*TASK MATERIAL:*
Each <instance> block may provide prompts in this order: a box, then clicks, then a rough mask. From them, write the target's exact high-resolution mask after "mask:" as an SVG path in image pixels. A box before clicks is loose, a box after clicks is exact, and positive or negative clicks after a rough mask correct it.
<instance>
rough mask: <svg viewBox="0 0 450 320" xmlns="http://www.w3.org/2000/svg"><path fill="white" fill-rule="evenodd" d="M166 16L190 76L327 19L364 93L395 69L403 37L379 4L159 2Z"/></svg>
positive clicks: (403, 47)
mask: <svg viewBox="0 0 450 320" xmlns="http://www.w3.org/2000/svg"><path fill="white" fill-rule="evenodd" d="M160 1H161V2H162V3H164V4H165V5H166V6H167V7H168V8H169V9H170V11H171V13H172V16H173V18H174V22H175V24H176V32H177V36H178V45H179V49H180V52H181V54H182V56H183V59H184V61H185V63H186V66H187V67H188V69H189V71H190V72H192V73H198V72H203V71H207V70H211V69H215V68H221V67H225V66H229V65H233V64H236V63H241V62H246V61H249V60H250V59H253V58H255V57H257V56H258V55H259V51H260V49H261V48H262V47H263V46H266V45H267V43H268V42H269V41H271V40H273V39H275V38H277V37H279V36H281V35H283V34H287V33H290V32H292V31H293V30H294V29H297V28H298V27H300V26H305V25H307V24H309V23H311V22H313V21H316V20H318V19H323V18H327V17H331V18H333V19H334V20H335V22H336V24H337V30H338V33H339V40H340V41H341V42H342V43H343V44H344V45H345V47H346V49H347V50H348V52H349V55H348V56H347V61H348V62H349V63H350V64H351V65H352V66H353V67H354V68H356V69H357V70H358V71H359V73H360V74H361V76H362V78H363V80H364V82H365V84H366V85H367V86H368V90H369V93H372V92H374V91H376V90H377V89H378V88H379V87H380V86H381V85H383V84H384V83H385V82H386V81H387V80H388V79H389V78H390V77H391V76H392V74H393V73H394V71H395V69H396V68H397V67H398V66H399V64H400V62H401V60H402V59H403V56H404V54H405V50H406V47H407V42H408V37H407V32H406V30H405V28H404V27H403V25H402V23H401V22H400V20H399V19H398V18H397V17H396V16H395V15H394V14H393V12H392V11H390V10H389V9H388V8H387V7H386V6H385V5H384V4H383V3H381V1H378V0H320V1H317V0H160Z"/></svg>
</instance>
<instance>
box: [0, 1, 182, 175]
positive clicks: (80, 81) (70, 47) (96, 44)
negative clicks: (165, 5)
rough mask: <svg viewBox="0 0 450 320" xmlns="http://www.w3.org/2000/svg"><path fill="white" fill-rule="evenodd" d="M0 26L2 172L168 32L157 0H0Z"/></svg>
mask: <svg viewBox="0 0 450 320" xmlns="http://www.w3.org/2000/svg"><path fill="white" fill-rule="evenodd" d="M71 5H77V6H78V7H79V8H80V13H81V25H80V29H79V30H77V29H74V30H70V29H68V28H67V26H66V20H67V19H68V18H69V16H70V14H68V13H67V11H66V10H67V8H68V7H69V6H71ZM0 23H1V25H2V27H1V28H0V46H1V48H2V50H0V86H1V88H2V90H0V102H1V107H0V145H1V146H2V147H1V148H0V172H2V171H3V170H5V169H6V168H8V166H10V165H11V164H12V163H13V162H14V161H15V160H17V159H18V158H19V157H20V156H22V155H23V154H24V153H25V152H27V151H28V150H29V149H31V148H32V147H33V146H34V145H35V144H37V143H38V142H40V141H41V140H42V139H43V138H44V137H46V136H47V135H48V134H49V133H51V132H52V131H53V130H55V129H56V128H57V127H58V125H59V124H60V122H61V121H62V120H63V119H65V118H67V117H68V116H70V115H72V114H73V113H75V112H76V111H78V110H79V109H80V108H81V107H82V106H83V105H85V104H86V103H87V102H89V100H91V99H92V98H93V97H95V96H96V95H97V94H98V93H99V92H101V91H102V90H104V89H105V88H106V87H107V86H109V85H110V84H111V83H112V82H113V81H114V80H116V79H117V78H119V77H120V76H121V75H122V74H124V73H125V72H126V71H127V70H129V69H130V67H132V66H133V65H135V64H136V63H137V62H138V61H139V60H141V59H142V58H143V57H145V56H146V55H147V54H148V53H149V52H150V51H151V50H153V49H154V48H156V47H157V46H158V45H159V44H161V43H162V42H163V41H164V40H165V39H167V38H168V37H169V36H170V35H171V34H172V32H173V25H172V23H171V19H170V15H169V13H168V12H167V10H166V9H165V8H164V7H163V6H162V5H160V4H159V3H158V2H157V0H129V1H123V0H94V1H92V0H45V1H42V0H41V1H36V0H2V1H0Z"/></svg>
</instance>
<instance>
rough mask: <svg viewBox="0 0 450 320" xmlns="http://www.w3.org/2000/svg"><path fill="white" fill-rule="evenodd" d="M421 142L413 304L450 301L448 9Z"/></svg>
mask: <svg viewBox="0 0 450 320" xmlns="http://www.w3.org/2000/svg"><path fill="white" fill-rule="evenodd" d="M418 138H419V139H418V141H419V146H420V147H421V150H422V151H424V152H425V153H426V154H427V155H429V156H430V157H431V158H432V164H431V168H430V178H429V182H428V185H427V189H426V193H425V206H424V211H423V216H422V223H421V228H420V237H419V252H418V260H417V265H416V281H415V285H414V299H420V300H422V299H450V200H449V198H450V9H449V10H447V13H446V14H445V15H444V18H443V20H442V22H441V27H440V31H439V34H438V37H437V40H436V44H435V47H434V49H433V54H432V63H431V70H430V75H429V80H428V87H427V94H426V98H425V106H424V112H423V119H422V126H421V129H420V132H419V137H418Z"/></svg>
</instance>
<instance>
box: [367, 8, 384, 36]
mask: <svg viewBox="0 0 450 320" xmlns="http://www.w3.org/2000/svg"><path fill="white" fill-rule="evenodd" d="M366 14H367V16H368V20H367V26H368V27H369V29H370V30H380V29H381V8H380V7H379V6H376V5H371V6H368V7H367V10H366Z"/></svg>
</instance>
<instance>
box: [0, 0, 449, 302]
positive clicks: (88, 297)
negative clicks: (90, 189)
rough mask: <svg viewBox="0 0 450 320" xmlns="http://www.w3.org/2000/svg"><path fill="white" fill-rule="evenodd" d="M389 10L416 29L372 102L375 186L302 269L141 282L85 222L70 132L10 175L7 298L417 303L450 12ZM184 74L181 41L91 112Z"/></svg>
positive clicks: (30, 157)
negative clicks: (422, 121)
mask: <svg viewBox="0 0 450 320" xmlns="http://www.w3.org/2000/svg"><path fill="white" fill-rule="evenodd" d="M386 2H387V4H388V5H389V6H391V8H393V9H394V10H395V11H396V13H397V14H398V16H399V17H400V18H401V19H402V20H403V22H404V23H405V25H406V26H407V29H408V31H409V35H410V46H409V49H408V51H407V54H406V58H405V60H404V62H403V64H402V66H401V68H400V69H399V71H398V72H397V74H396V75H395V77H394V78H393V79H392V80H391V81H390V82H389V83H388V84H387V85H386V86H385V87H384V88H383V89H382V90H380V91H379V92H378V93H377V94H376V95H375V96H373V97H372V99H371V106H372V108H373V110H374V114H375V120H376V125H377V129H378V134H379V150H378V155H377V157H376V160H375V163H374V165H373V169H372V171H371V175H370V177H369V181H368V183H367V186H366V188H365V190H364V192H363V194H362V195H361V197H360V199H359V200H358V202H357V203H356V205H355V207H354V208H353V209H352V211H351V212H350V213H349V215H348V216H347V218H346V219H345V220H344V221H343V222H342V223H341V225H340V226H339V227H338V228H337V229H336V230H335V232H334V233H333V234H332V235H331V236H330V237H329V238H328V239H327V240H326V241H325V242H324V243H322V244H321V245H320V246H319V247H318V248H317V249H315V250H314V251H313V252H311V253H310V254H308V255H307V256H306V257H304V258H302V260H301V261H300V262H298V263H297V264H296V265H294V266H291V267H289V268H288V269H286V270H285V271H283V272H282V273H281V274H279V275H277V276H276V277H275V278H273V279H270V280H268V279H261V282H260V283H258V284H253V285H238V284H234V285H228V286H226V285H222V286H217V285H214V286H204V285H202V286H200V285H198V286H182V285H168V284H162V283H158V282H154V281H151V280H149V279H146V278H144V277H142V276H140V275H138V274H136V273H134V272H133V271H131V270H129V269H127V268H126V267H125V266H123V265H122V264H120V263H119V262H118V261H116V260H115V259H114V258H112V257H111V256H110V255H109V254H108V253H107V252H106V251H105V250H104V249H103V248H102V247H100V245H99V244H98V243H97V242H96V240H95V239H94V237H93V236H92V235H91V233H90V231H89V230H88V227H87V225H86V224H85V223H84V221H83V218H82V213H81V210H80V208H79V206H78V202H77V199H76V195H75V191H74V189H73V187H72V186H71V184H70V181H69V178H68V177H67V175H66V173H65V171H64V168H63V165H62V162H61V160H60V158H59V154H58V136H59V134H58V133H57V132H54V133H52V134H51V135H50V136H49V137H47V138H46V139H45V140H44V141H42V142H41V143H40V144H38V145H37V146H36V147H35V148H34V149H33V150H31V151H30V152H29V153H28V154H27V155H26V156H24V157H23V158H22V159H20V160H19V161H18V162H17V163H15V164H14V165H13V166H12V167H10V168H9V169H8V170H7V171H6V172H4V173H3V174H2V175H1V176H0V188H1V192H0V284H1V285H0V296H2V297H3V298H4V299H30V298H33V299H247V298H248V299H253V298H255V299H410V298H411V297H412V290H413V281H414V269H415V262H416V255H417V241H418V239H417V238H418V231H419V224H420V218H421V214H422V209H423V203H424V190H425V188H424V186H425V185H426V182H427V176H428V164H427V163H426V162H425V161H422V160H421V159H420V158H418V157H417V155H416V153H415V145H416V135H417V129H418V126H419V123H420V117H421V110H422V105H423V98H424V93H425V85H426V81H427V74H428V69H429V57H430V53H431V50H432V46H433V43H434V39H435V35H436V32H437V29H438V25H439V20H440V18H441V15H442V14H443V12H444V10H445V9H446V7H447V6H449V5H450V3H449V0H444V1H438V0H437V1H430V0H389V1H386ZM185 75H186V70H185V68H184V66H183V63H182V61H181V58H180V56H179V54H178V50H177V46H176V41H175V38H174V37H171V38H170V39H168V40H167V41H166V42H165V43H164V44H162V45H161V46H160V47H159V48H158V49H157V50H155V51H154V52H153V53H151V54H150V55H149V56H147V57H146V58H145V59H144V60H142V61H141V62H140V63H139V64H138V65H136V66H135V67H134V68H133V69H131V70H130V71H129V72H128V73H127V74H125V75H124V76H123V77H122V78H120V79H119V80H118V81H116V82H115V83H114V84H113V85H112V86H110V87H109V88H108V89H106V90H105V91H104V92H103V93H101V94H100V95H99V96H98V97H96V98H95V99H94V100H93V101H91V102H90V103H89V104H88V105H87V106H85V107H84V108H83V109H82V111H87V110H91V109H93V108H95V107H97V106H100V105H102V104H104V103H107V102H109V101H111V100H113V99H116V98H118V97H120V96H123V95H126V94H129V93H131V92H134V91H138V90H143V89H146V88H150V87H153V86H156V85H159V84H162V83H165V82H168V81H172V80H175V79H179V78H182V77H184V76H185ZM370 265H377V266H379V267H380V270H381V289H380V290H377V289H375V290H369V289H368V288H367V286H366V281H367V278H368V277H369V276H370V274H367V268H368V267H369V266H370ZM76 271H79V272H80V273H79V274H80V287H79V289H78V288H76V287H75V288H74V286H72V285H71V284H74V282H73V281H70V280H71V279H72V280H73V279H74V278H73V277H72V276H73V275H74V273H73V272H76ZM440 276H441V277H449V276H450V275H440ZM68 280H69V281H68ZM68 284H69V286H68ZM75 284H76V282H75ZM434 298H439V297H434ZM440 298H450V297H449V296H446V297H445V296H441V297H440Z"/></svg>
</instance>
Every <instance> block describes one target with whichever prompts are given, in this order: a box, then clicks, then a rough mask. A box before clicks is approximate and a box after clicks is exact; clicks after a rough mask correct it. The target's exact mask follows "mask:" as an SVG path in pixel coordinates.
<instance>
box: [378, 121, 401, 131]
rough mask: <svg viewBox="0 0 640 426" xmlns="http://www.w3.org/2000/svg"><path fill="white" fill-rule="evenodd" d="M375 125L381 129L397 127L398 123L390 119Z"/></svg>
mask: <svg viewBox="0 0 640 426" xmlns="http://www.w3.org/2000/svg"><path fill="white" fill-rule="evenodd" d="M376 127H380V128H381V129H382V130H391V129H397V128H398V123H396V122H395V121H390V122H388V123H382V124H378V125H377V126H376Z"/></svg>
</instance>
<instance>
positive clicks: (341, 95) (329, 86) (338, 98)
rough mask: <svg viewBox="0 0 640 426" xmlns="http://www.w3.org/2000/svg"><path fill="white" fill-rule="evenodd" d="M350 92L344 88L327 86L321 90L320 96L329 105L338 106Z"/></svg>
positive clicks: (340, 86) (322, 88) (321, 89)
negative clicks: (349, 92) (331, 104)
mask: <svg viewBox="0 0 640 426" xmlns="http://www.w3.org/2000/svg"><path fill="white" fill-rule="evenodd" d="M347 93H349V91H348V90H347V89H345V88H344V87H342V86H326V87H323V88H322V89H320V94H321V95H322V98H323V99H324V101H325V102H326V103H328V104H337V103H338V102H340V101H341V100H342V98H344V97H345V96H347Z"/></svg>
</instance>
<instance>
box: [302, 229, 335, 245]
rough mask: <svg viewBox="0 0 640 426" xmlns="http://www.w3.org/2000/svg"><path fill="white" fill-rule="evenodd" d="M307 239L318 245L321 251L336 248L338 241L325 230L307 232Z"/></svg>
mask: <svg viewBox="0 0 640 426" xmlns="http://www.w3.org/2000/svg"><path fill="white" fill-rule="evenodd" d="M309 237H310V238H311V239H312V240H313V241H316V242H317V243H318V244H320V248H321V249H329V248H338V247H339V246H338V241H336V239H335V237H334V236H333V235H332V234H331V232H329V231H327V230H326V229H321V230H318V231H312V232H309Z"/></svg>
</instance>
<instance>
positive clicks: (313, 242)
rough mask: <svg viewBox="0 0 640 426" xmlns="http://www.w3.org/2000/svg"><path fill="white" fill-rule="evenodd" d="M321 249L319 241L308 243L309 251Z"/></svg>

*WHAT TO DO:*
Look back at the entries above and repeat, unchanged, every line from the line holding "142L413 304L450 301L448" through the line holding "negative clicks: (90, 189)".

*EXPECTED OUTPUT:*
rough mask: <svg viewBox="0 0 450 320" xmlns="http://www.w3.org/2000/svg"><path fill="white" fill-rule="evenodd" d="M421 142L413 304L450 301L448 9Z"/></svg>
mask: <svg viewBox="0 0 450 320" xmlns="http://www.w3.org/2000/svg"><path fill="white" fill-rule="evenodd" d="M418 138H419V139H418V141H419V146H420V147H421V150H422V151H424V152H425V153H426V154H427V155H429V156H430V157H431V158H432V164H431V168H430V178H429V182H428V185H427V189H426V193H425V206H424V211H423V216H422V223H421V228H420V237H419V252H418V260H417V265H416V281H415V285H414V299H420V300H422V299H450V200H449V198H450V9H449V10H447V13H446V14H445V15H444V18H443V20H442V22H441V27H440V31H439V34H438V37H437V40H436V44H435V47H434V49H433V54H432V63H431V70H430V75H429V80H428V87H427V94H426V98H425V106H424V112H423V119H422V126H421V129H420V132H419V137H418Z"/></svg>
</instance>
<instance>
box: [367, 8, 384, 36]
mask: <svg viewBox="0 0 450 320" xmlns="http://www.w3.org/2000/svg"><path fill="white" fill-rule="evenodd" d="M366 14H367V16H368V20H367V26H368V27H369V29H370V30H380V29H381V8H380V7H379V6H376V5H371V6H368V7H367V10H366Z"/></svg>
</instance>
<instance>
box: [0, 0, 449, 302]
positive clicks: (88, 297)
negative clicks: (90, 189)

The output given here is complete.